**Assignment**
Transcribe, with complete accuracy, all of the entries below except for the pictures.

******************************

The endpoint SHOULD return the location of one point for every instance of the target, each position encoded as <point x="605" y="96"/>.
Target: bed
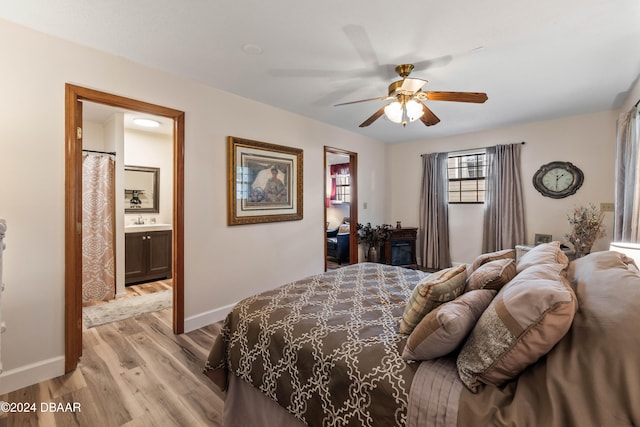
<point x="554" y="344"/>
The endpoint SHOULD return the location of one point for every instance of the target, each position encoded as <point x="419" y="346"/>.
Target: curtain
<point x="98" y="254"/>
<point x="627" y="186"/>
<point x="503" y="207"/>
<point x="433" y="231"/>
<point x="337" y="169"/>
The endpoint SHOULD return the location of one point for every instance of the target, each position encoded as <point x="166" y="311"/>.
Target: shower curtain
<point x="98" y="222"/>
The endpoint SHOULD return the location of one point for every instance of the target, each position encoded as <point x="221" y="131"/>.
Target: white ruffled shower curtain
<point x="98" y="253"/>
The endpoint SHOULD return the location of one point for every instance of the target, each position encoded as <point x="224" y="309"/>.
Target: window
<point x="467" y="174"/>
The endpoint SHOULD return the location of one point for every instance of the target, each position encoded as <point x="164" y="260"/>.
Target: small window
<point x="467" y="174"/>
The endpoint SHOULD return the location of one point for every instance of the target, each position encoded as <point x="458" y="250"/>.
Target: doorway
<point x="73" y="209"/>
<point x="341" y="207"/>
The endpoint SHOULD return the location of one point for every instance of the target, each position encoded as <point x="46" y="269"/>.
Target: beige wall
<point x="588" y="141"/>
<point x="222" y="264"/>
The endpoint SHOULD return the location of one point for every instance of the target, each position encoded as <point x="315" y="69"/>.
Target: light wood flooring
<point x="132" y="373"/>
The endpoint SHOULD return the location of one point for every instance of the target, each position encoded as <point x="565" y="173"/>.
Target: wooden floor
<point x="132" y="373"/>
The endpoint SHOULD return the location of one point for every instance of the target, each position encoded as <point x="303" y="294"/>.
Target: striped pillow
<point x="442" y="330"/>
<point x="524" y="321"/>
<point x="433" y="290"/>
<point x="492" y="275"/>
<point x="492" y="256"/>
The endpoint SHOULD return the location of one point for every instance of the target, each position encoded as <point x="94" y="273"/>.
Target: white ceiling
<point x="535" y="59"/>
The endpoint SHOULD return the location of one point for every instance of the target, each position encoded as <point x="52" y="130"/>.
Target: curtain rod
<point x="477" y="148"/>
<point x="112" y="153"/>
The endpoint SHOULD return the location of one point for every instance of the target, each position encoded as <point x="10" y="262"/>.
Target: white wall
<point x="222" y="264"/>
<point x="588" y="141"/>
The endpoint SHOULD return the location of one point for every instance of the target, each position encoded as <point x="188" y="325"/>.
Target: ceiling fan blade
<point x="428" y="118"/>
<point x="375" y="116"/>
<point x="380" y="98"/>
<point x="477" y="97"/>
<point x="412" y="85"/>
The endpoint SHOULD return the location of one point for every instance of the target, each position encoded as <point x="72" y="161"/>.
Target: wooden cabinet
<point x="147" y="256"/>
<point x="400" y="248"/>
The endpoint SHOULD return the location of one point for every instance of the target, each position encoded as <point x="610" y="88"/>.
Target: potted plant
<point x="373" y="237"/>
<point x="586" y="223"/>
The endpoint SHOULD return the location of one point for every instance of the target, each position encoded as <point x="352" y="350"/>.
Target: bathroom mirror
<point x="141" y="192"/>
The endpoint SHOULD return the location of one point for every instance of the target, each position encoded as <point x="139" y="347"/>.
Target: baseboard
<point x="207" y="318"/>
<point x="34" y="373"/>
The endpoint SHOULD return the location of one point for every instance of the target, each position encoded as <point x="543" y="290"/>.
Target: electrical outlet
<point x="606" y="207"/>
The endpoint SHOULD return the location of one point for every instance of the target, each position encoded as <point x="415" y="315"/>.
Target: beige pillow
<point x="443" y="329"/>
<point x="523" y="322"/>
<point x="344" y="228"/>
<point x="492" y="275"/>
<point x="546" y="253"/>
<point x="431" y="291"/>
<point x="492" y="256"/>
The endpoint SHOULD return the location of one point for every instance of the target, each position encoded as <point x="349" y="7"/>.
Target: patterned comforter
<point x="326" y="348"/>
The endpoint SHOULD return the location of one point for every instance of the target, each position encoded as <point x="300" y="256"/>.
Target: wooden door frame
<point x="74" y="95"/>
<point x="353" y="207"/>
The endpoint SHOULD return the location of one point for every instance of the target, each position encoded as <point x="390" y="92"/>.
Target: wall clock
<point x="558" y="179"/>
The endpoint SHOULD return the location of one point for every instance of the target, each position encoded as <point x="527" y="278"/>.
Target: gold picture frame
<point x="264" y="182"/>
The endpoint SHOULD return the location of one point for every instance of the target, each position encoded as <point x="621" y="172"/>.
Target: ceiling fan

******************************

**Task result**
The endpoint SHOULD return the location of one point for every instance of the target, each position encoded as <point x="605" y="96"/>.
Target: bed
<point x="554" y="344"/>
The endpoint SHOULD return the location of one point for every instance of the target, each position encoded as <point x="419" y="346"/>.
Target: curtain
<point x="98" y="254"/>
<point x="627" y="186"/>
<point x="503" y="207"/>
<point x="433" y="231"/>
<point x="337" y="169"/>
The endpoint SHOULD return the location of one point for every instance of the target, each position encoded as <point x="166" y="311"/>.
Target: shower curtain
<point x="98" y="222"/>
The endpoint SHOULD return the location of one point for every instance of the target, each position encoded as <point x="221" y="131"/>.
Target: white ruffled shower curtain
<point x="98" y="253"/>
The endpoint SHOULD return the location of one point for every instance of the target, each position encoded as <point x="224" y="309"/>.
Target: window
<point x="467" y="174"/>
The endpoint SHOULD return the location of one point for every instance of the target, each position encoded as <point x="164" y="260"/>.
Target: small window
<point x="467" y="174"/>
The endpoint SHOULD return the location of one point for every instance of the target, each position encoded as <point x="458" y="250"/>.
Target: doorway
<point x="73" y="209"/>
<point x="341" y="207"/>
The endpoint SHOULD return the location of one point for every instance of the target, each position encoded as <point x="46" y="269"/>.
Target: beige wall
<point x="588" y="141"/>
<point x="222" y="264"/>
The endpoint SHOULD return the location of one point for every instance of the target, each position encoded as <point x="315" y="69"/>.
Target: light wood flooring
<point x="132" y="373"/>
The endpoint SHOULD return the location of one point for every instance of the target, each position encoded as <point x="565" y="173"/>.
Target: wooden floor
<point x="132" y="373"/>
The endpoint SHOULD return the location of one point for every instance of the target, each position encoded as <point x="303" y="294"/>.
Target: striped pillow
<point x="442" y="330"/>
<point x="524" y="321"/>
<point x="433" y="290"/>
<point x="492" y="275"/>
<point x="492" y="256"/>
The endpoint SHOULD return the location of one point for every instance of the target, each position encoded as <point x="94" y="273"/>.
Target: white ceiling
<point x="535" y="59"/>
The endpoint SHOULD return the location of one point for every instance of the target, each position encoded as <point x="52" y="130"/>.
Target: curtain rod
<point x="477" y="148"/>
<point x="112" y="153"/>
The endpoint SHOULD return the location of one point for every instance of the target, each position encoded as <point x="10" y="262"/>.
Target: white wall
<point x="222" y="264"/>
<point x="588" y="141"/>
The endpoint SHOULD return the location of one point for every instance of the target, each position encoded as <point x="188" y="325"/>.
Target: ceiling fan blade
<point x="428" y="118"/>
<point x="375" y="116"/>
<point x="380" y="98"/>
<point x="477" y="97"/>
<point x="412" y="85"/>
The endpoint SHOULD return the location of one point for every instance of the target, each position encoded as <point x="72" y="161"/>.
Target: wooden cabinet
<point x="147" y="256"/>
<point x="400" y="248"/>
The endpoint SHOULD return the location of one point for every instance of the target, each position encoded as <point x="610" y="88"/>.
Target: potted plant
<point x="373" y="237"/>
<point x="586" y="223"/>
The endpoint SHOULD return the location of one point for every instance of the target, each position encoded as <point x="352" y="350"/>.
Target: bathroom mirror
<point x="141" y="192"/>
The endpoint SHOULD return the location of one point for every instance of the target, each position encoded as <point x="139" y="347"/>.
Target: baseboard
<point x="207" y="318"/>
<point x="34" y="373"/>
The endpoint SHOULD return the location of one point for every instance of the target, each position encoded as <point x="543" y="290"/>.
Target: electrical outlet
<point x="606" y="207"/>
The endpoint SHOULD return the location of one point for every instance of the target, each position encoded as <point x="415" y="315"/>.
Target: beige pillow
<point x="443" y="329"/>
<point x="523" y="322"/>
<point x="344" y="228"/>
<point x="492" y="275"/>
<point x="546" y="253"/>
<point x="431" y="291"/>
<point x="492" y="256"/>
The endpoint SHOULD return the location of one point for every instance of the target, each position encoded as <point x="349" y="7"/>.
Target: patterned comforter
<point x="326" y="348"/>
The endpoint SHOULD return the location of one point for every instance of the target, each position encoded as <point x="300" y="256"/>.
Target: wooden door frame
<point x="74" y="95"/>
<point x="353" y="207"/>
The endpoint SHOULD return the location of one point for every instance of the target, each position encoded as <point x="390" y="92"/>.
Target: wall clock
<point x="558" y="179"/>
The endpoint SHOULD return the location of one point for every instance of the target, each position encoded as <point x="527" y="278"/>.
Target: gold picture frame
<point x="264" y="182"/>
The endpoint SHOULD return the location of one point for every instance of the target, each position encoded as <point x="621" y="172"/>.
Target: ceiling fan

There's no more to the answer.